• _Alıştırma_
Adana Demirspor taraftarlarının İstanbul yolculuğunu anlatan yazıdan "Blog yazarlarımızdan Serkan" ifadesinden "Bugün günlerden Demirspor!" ifadesine kadar olan her şeyi değiştirmeden çıkarın.

Blog yazarlarımızdan Serkan AKKOYUN'un Hayatımız Futbol isimli derginin 16.Sayısında, Galatasaray maçına dair yer alan Yazısıdır. Buyrun
Adana Demirspor İstanbul’a gelince gitmemek olmazdı. Geldik, gördük; bizik!
Gece yatağa girip kafamı yastığa koyduğumda zerre uykum yoktu. Nasıl olabilirdi ki? Ben o yatağın içindeyken tam 23 otobüs memleketimden, Adana’dan yola çıkmıştı bile… Ertesi günü akşamı İstanbul’un Seyrantepe’sinde, Seyrantepe’nin Arenası’nda, Arena’nın kale arkasında 2500 şimşek çakacak, gürültüsü ortalığı kasıp kavuracaktı. Gel de uyu…
Bugün günlerden Demirspor!
Adana’dan gelen otobüsler şehre indikten sonra gruplar halinde Taksim’e dağılanları gördüm meydana ilk çıktığımda. Öncesinde Beşiktaş’taydım. Evimin de bulunduğu semtte durağa doğru ilerlerken Kazan’a oturmuş iki Demirspor atkılı görünce daldım hemen içeriye. “Adana’dan mı geldiniz, İstanbul’da mı yaşıyorsunuz?” diye sordum selamın ardından. “Hayırdır birader?” diye cevap geldi bana çok tanıdık bir ses tonundan. Bir anda karşımdakinde kendimi gördüm. İki Adanalı oturmuş keyifle biralarını yudumlar, yoksa ben onlara racon mu koyuyordum? “Rahat ol baba” kelimeleri ağzımdan dökülürken açtım ceketimin önünü, gördüler mavi-laciverti. İki kelamın ardından Taksim’e doğru yola koyuldum. Dedim ya Taksim’de kafamı çevirdiğim her yerde beşerli onarlı Adana Demirspor taraftarı vardı. Birbirimizi tanımıyor olsak da yan yana geçtiğimiz her taraftarla selamlaştık, ayak üstü hoşbeş ettik, sigara yaktık. Bizim “İstanbul Tayfası”nı beklerken Taksim’de bulunduğum süre bana Adana’yı ne kadar çok özlediğimi hissettirdi.

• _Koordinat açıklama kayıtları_
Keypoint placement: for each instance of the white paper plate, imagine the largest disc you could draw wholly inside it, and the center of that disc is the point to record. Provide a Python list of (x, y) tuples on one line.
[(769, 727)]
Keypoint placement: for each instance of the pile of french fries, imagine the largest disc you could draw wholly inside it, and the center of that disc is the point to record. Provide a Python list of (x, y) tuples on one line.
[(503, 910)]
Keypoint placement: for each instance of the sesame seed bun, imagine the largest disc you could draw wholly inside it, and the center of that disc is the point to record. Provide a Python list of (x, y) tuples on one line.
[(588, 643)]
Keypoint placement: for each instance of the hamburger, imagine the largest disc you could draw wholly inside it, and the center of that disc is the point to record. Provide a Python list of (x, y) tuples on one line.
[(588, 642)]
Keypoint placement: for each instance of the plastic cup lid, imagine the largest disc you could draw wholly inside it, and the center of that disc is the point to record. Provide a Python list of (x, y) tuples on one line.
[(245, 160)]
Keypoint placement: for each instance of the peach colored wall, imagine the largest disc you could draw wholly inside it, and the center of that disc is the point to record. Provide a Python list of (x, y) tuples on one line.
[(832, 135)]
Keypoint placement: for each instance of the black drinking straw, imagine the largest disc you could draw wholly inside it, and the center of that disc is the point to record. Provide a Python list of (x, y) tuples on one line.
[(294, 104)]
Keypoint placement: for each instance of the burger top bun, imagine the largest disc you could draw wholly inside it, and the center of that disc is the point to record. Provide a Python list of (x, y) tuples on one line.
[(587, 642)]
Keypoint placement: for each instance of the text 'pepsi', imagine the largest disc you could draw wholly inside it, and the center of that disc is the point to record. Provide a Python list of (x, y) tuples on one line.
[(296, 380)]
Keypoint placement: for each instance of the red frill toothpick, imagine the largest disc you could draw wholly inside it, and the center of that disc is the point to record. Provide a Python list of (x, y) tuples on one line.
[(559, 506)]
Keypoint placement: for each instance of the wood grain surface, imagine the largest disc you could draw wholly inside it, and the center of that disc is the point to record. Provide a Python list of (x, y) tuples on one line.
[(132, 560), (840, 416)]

• _Tamamlanan görev_
Blog yazarlarımızdan Serkan AKKOYUN'un Hayatımız Futbol isimli derginin 16.Sayısında, Galatasaray maçına dair yer alan Yazısıdır. Buyrun
Adana Demirspor İstanbul’a gelince gitmemek olmazdı. Geldik, gördük; bizik!
Gece yatağa girip kafamı yastığa koyduğumda zerre uykum yoktu. Nasıl olabilirdi ki? Ben o yatağın içindeyken tam 23 otobüs memleketimden, Adana’dan yola çıkmıştı bile… Ertesi günü akşamı İstanbul’un Seyrantepe’sinde, Seyrantepe’nin Arenası’nda, Arena’nın kale arkasında 2500 şimşek çakacak, gürültüsü ortalığı kasıp kavuracaktı. Gel de uyu…
Bugün günlerden Demirspor!